====== Page extract ======

# Don Gabriel cigars



## beamish (Jan 10, 2007)

anyone ever smoke one of these? if so how are they ?thanx


----------



## Kayak_Rat (Nov 28, 2005)

I had two and really didnt care for them. It has been a year ro so ago, so they may have totally changed.


----------



## The Rodster (Jan 1, 2000)

I have bought both the robusto and corona and have also received a few free ones. I would describe these as the type of cigar you smoke with a beer in a bar (if anyone is still allowed to smoke in a bar!). 

Not bad but not great - would not have them after a dinner or special occasion. 

Good value though!


----------



## dayplanner (Dec 11, 1997)

They suck. And i'm not kidding. The quality was sub par at best.


----------



## ResIpsa (Mar 8, 2006)

:tpd: The couple I've smoked, I have to agree. Often hear them referred to as Dung Gabriels if that helps at all.


----------



## RPB67 (Mar 26, 2005)

carbonbased_al said:


> They suck. And i'm not kidding. The quality was sub par at best.


I have to agree.....I have a few left and they are nothing better than golf course smokes.


----------



## mosesbotbol (Sep 21, 2005)

Wow, interesting, because they look great and sound awesome. Good to know.


----------



## beamish (Jan 10, 2007)

mosesbotbol said:


> Wow, interesting, because they look great and sound awesome. Good to know.


:tpd:AGREED


----------



## El Gato (Apr 2, 2003)

If you do a google search you will come up with the company that sells them,
somewhere in Portugal.
If I remember correctly they are not 100% Cuban tobacco, but blended from several nations including Cuba. I apologize if I'm wrong, I'm too lazy to search for the site myself.
Many of my friends bring back cigars from Portugal, I've never seen them bring any of these home. (If that means anything.)


----------



## dayplanner (Dec 11, 1997)

mosesbotbol said:


> Wow, interesting, because they look great and sound awesome. Good to know.


Trust me they don't look great. What the vendor fails to tell you is that he uses sub par, fugly CT shade leaf to wrap them. Not like it mattered much, they were 100% bad, from filler to wrapper lol. These are no bargain considering you can get real havanas of much better quality cheaper.


----------



## bonggoy (Mar 9, 2006)

carbonbased_al said:


> Trust me they don't look great. What the vendor fails to tell you is that he uses sub par, fugly CT shade leaf to wrap them. Not like it mattered much, they were 100% bad, from filler to wrapper lol. These are no bargain considering you can get real havanas of much better quality cheaper.


... but they were rolled by level 40 Master rollers


----------



## DriftyGypsy (May 24, 2006)

mosesbotbol said:


> Wow, interesting, because they look great and sound awesome. Good to know.


Proper marketing can make anything sound awesome.


----------



## jkim05 (Feb 26, 2007)

====== Raw data ======

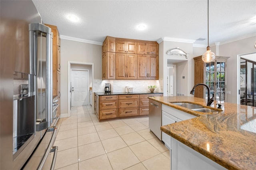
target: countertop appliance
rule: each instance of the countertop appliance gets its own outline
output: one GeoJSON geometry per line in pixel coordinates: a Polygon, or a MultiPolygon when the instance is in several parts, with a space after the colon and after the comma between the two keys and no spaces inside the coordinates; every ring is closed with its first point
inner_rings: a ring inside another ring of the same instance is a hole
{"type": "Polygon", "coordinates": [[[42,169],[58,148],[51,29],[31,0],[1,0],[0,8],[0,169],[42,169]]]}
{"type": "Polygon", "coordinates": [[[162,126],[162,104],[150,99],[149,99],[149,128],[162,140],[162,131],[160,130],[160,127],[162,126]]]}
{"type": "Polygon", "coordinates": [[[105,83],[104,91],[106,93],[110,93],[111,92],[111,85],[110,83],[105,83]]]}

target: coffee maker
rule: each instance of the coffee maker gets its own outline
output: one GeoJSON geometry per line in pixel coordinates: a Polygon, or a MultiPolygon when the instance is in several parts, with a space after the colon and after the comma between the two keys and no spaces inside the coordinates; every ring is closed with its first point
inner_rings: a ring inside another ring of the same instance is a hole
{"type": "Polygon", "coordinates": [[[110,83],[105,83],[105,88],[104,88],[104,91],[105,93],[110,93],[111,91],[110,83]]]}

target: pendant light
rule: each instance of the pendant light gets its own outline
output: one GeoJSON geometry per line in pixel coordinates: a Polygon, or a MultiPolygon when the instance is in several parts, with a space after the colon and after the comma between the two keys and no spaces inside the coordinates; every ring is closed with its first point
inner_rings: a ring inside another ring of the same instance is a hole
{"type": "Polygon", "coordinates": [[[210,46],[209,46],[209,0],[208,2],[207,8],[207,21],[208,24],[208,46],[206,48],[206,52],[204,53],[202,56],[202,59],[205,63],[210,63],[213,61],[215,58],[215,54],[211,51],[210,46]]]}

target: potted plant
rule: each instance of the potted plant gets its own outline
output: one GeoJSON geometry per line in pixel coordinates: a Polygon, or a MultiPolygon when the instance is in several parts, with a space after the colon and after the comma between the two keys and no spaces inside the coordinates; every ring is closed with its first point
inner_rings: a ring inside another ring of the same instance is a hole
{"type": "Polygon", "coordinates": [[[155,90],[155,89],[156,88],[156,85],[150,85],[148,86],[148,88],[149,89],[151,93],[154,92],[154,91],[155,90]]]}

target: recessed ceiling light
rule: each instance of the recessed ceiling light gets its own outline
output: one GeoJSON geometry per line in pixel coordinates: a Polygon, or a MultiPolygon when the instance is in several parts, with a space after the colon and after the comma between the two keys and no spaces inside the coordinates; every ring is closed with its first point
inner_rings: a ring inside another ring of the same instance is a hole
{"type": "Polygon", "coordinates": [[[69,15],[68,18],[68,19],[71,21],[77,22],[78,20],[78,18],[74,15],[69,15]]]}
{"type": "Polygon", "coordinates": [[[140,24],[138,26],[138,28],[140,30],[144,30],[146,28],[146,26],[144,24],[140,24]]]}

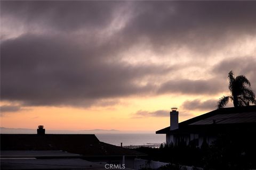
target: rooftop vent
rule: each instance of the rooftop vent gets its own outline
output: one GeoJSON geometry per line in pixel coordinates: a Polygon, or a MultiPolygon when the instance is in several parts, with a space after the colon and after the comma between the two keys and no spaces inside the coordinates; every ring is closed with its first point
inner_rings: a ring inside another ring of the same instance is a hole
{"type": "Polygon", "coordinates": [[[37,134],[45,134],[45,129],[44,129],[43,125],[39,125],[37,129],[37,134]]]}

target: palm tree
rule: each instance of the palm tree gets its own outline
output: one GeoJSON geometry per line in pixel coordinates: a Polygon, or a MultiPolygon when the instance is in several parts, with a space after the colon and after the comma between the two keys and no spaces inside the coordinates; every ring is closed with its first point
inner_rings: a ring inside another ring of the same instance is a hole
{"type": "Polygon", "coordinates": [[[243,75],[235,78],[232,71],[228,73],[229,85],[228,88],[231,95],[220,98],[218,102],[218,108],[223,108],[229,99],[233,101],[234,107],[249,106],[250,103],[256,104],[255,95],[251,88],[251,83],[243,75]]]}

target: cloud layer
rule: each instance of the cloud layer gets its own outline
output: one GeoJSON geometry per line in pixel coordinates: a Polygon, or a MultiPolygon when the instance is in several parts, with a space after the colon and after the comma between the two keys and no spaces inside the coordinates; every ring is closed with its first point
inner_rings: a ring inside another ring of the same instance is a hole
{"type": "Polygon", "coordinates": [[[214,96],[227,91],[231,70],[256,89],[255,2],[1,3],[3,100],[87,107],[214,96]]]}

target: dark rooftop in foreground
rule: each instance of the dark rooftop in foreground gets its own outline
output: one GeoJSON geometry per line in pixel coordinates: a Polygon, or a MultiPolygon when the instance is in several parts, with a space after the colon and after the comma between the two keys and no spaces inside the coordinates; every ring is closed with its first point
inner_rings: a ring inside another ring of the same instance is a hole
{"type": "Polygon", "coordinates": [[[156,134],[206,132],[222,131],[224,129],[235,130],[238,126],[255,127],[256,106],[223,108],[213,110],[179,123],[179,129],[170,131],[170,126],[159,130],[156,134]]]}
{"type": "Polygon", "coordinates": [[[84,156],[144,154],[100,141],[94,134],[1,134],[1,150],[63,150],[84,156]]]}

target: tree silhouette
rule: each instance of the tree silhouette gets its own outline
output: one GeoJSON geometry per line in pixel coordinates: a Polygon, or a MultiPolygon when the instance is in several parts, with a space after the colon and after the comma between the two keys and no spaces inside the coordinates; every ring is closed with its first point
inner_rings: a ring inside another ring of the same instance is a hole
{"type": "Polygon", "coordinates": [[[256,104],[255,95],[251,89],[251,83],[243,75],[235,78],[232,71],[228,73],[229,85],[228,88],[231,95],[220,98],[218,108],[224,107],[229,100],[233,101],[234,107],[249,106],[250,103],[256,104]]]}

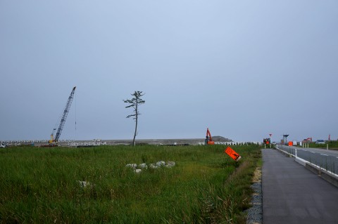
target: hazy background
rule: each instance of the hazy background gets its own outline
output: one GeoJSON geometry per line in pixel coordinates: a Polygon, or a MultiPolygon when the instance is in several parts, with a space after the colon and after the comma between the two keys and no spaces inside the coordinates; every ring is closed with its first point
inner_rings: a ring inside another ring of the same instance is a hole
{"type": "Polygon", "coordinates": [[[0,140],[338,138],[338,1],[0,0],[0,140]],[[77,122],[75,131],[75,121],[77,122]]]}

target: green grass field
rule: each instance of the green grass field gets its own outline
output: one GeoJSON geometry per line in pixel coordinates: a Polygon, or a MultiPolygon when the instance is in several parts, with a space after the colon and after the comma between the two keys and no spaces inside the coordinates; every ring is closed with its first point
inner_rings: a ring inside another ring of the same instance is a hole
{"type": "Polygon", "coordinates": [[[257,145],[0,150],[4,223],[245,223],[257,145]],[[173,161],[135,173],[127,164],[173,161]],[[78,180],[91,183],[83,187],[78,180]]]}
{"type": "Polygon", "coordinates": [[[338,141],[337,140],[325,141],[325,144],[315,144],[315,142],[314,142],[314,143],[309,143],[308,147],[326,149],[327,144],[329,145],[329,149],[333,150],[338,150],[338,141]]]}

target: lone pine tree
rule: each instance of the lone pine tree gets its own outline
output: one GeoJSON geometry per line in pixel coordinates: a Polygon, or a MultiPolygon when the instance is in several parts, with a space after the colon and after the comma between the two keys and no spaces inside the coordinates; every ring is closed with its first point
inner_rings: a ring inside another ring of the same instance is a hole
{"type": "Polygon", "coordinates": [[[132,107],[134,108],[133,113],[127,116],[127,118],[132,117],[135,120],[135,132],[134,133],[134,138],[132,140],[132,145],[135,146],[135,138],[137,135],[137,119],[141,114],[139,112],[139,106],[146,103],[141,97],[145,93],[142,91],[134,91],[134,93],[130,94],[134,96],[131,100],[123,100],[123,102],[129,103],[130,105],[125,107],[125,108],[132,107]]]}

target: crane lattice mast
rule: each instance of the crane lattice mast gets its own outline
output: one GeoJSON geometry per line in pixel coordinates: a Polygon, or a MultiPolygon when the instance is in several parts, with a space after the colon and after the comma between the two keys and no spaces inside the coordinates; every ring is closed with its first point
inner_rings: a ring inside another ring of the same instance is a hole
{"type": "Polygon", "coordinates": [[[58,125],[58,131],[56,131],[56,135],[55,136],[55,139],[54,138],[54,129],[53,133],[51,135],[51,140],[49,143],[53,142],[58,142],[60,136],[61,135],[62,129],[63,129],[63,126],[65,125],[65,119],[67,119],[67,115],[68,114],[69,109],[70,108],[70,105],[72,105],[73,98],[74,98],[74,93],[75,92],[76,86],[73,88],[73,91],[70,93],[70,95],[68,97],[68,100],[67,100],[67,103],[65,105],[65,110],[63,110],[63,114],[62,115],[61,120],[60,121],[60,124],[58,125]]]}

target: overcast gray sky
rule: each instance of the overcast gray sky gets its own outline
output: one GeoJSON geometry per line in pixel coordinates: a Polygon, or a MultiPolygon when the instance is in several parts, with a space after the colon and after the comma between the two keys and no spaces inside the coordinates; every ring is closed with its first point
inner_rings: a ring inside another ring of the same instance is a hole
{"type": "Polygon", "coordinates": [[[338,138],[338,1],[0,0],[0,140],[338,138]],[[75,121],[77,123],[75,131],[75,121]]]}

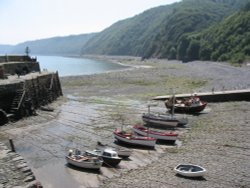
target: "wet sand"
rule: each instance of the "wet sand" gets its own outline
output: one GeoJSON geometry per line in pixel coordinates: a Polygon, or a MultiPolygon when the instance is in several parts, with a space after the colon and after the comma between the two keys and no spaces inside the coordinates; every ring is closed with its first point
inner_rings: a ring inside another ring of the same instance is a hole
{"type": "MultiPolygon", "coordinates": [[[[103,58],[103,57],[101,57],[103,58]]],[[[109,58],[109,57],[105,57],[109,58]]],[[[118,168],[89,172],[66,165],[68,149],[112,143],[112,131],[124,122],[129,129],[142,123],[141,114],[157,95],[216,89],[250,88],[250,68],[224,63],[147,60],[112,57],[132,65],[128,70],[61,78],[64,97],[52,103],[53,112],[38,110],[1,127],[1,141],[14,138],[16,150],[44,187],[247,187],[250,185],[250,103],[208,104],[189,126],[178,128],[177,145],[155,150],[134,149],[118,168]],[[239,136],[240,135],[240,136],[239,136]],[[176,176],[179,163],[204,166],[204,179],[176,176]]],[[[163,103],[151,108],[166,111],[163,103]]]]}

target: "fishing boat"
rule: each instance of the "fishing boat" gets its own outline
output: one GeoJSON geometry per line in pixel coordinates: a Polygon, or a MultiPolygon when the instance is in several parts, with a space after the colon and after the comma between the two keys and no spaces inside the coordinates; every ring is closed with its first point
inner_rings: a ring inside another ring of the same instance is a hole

======

> **Work required**
In the Don Gabriel cigars thread, what kind of leaf does dayplanner say the vendor uses to wrap the cigars?

> **Solution to this task**
Sub par CT shade leaf.